• Assigned task
Every line from the one that includes "the concrete bridge" to the end of the entries should be written out exactly, with the first and last included.

<<<<

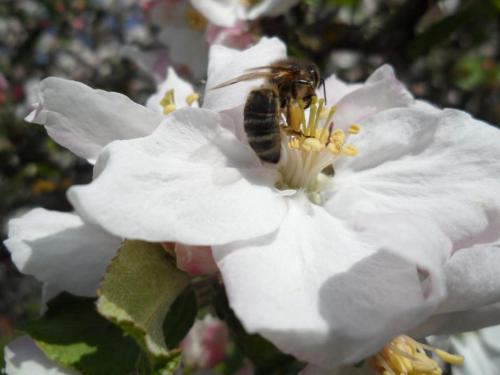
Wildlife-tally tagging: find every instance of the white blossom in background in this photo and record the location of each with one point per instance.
(227, 13)
(186, 35)
(205, 345)
(403, 238)
(23, 357)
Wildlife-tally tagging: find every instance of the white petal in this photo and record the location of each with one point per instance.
(181, 89)
(187, 47)
(23, 357)
(336, 89)
(443, 167)
(84, 120)
(326, 293)
(190, 182)
(226, 63)
(381, 91)
(218, 12)
(481, 351)
(473, 277)
(61, 250)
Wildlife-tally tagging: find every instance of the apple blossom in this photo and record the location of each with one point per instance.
(327, 267)
(228, 12)
(402, 238)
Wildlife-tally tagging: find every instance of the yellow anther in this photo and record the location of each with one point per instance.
(168, 102)
(338, 137)
(195, 20)
(349, 150)
(191, 98)
(403, 355)
(333, 148)
(452, 359)
(312, 144)
(353, 129)
(295, 116)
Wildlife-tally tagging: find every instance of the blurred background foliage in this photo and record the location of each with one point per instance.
(447, 52)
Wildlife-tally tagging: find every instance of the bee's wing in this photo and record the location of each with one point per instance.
(244, 77)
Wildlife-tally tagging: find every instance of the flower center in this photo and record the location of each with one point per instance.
(311, 145)
(168, 101)
(405, 356)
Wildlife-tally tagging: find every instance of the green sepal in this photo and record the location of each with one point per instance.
(266, 358)
(137, 291)
(74, 335)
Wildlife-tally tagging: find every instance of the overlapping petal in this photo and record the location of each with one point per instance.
(226, 63)
(443, 167)
(191, 182)
(182, 89)
(84, 120)
(23, 357)
(319, 284)
(380, 92)
(61, 250)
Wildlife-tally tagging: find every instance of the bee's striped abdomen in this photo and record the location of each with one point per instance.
(261, 119)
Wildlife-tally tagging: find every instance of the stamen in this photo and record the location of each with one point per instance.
(405, 356)
(353, 129)
(168, 102)
(310, 145)
(191, 98)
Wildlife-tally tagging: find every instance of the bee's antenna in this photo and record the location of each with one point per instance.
(322, 82)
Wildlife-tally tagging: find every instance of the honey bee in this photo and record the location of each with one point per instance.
(285, 80)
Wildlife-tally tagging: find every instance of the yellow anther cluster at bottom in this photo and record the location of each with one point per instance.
(405, 356)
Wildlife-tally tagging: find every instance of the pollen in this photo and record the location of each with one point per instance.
(405, 356)
(195, 20)
(191, 98)
(311, 144)
(168, 102)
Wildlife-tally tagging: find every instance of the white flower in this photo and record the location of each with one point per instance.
(402, 238)
(61, 250)
(23, 357)
(228, 12)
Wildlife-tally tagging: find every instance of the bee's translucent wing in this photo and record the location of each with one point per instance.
(244, 77)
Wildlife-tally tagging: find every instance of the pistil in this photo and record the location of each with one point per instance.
(310, 143)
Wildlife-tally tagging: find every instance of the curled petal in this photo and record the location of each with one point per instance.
(226, 64)
(332, 286)
(380, 92)
(84, 120)
(190, 182)
(60, 250)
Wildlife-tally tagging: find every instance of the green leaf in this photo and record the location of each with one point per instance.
(139, 287)
(180, 318)
(73, 334)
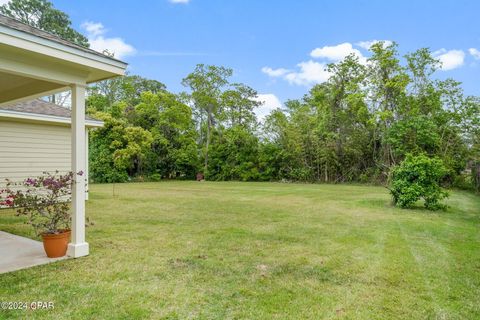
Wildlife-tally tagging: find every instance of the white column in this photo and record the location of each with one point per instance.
(78, 247)
(86, 165)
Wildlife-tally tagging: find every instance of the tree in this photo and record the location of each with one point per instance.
(418, 177)
(206, 84)
(42, 14)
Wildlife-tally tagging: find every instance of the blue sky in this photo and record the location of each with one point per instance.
(277, 47)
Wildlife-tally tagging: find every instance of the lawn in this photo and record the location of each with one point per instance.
(189, 250)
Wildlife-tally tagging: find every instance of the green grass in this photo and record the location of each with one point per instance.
(188, 250)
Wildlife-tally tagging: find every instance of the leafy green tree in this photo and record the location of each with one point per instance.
(418, 177)
(42, 14)
(207, 84)
(234, 155)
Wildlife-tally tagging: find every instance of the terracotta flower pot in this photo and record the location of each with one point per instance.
(55, 245)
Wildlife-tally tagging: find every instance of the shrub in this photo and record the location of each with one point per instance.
(44, 200)
(418, 177)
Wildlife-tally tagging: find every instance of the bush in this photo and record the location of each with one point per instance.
(418, 177)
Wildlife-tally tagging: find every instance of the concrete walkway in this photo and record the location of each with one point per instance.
(19, 253)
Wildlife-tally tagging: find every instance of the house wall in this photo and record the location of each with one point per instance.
(28, 149)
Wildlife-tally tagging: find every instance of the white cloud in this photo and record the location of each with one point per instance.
(274, 72)
(98, 42)
(337, 53)
(270, 103)
(367, 44)
(312, 72)
(309, 73)
(450, 59)
(475, 53)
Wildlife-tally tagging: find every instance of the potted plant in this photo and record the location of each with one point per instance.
(45, 200)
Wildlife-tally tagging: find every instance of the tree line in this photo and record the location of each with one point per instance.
(352, 128)
(355, 127)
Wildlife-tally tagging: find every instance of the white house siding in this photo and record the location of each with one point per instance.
(29, 149)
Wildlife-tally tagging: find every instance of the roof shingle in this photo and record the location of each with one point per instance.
(20, 26)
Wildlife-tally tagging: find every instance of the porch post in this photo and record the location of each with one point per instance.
(78, 247)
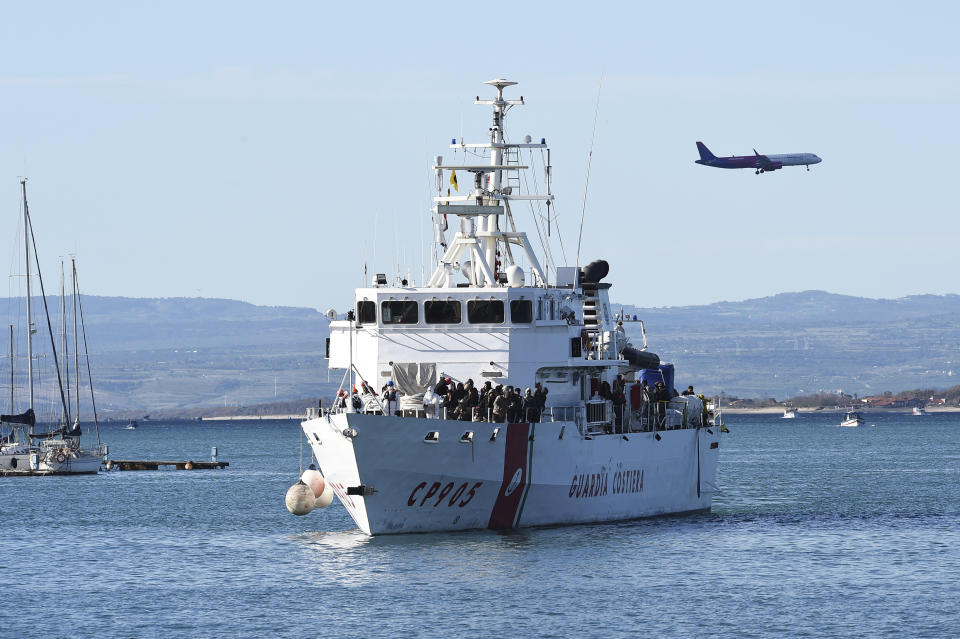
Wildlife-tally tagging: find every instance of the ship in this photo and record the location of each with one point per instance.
(597, 433)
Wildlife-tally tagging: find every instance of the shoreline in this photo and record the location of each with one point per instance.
(774, 410)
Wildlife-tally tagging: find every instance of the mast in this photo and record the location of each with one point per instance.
(76, 349)
(13, 409)
(26, 257)
(64, 354)
(475, 246)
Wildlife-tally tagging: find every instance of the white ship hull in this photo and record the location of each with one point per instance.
(529, 475)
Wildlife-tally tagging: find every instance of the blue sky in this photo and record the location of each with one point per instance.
(250, 152)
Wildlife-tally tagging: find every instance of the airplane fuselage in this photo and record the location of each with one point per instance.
(760, 163)
(750, 161)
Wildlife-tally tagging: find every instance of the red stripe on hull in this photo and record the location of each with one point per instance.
(504, 511)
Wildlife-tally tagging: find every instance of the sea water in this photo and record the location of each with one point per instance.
(819, 531)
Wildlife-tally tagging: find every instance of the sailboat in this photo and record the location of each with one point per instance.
(25, 451)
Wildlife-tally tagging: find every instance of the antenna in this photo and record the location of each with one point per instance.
(593, 137)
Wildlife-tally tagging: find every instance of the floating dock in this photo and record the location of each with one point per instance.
(149, 464)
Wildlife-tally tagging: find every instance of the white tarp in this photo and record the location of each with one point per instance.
(414, 378)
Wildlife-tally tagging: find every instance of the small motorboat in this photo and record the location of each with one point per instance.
(852, 419)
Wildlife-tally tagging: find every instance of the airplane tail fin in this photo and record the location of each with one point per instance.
(705, 153)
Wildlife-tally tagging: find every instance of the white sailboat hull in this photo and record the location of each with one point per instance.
(393, 481)
(71, 464)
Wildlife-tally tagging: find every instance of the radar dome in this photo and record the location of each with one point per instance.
(514, 276)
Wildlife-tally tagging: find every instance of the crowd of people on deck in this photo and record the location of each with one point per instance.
(465, 402)
(462, 401)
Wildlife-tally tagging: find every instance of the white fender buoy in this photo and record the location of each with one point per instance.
(299, 499)
(326, 497)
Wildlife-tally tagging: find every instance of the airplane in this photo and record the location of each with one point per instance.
(760, 163)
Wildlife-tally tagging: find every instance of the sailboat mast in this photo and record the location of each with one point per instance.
(26, 256)
(13, 409)
(76, 349)
(64, 354)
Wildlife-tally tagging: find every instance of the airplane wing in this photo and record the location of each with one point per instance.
(765, 163)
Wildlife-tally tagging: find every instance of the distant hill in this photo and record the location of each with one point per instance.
(188, 353)
(157, 354)
(798, 343)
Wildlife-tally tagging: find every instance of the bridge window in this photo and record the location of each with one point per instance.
(521, 311)
(485, 311)
(367, 312)
(442, 312)
(399, 312)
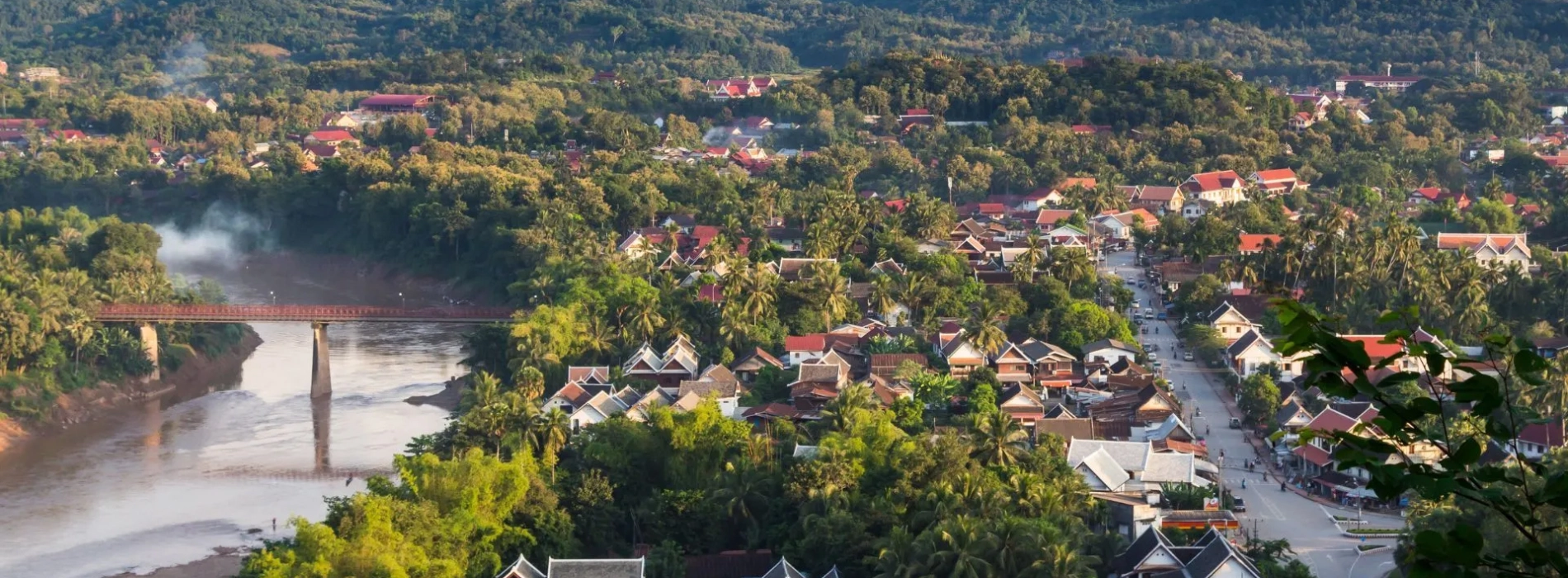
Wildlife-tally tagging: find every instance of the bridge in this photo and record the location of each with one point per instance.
(319, 316)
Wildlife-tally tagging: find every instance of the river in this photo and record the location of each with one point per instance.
(163, 482)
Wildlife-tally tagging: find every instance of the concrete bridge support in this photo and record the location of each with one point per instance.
(322, 426)
(149, 344)
(320, 363)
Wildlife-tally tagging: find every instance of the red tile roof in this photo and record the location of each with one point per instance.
(1376, 349)
(1277, 175)
(397, 101)
(1548, 434)
(331, 135)
(806, 343)
(1313, 454)
(1254, 242)
(1214, 181)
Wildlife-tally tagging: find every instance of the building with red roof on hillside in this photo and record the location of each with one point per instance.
(397, 102)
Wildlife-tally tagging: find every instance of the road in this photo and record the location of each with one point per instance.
(1305, 524)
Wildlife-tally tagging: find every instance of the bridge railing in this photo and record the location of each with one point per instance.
(315, 313)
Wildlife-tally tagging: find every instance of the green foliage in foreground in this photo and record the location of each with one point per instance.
(1496, 519)
(59, 264)
(874, 500)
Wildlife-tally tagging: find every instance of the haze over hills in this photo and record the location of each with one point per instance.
(1301, 41)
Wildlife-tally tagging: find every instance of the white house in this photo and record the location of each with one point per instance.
(1109, 351)
(1249, 353)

>>>>

• Answer section
Wildlife-tally tagging: find every instance of the concrete bridge support in this photo and record the location of each with one point per instance.
(322, 426)
(149, 344)
(320, 363)
Wildlife-tally tagging: find every instance of the red tile roof in this photo and record the location of each with one point per instance.
(1376, 349)
(1277, 175)
(397, 101)
(1548, 434)
(331, 135)
(806, 343)
(1313, 454)
(1254, 242)
(1214, 181)
Wildlife-tally tagging: find every instance of the building with red roof on hillside in this photo and record the location of each with one point per instance.
(397, 102)
Wildlife-tally tagging: find every instance of the road in this photo and record the location of each with one point per instance.
(1305, 524)
Wildlife-tally tagging: find every instance of the bridge railing in this photo and record the location of each with one point per instance.
(315, 313)
Wildlife-tally tagging: find every instance of the green foliage in foreground in this photo and record the location of each with one point per instance.
(1496, 519)
(59, 264)
(874, 500)
Wildlife-tally tagging: find every instance of the haze over hills in this photo and record the location of each with one point per instance.
(1301, 41)
Wildlife-tally tagging: find every instance of the white house in this photo and record the location of each with one point per instance.
(1109, 351)
(1249, 353)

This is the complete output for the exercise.